----- SOURCE RECORDS -----

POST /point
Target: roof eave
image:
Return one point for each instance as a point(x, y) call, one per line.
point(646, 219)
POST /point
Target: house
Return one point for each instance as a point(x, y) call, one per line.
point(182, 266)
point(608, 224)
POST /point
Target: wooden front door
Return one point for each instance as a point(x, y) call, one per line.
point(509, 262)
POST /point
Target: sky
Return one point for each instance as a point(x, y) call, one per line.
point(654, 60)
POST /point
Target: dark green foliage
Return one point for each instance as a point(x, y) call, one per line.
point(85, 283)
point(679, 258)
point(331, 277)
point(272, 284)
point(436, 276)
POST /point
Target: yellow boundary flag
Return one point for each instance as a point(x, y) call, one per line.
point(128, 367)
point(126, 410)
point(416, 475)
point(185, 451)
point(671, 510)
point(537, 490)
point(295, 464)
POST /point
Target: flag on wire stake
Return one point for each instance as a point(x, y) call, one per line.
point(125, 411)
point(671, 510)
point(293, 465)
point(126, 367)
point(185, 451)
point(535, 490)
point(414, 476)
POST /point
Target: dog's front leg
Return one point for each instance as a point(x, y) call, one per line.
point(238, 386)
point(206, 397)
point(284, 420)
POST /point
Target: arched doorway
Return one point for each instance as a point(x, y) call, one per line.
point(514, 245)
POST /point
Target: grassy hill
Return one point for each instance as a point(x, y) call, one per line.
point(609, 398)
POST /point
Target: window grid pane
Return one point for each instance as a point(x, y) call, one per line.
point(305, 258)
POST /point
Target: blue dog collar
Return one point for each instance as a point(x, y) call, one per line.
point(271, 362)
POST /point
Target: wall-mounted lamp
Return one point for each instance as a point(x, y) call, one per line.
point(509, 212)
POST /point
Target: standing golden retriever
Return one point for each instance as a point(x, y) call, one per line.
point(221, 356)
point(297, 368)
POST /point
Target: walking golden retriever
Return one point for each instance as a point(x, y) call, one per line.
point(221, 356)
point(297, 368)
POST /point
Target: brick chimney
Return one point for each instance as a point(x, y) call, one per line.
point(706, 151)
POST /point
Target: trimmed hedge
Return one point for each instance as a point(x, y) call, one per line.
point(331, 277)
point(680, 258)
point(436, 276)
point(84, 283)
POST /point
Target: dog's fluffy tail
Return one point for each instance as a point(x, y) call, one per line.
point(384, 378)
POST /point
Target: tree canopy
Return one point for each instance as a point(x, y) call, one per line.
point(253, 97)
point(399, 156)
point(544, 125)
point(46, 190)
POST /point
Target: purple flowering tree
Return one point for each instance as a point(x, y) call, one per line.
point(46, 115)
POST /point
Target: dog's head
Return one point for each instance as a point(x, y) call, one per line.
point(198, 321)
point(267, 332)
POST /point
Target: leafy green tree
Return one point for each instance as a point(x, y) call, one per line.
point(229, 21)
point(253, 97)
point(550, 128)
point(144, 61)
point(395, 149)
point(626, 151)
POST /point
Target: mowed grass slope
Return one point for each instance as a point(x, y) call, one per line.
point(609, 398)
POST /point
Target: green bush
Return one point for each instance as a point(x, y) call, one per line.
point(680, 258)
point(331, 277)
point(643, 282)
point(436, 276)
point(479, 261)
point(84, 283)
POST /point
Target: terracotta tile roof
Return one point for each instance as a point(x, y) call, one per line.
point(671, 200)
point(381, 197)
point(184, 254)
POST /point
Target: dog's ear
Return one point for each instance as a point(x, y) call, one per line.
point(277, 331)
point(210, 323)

-----

◆ **TASK OBJECTIVE**
State the number of lines in the data that include the string "green", and add nothing else.

◆ **ANSWER TO THIS PROBLEM**
3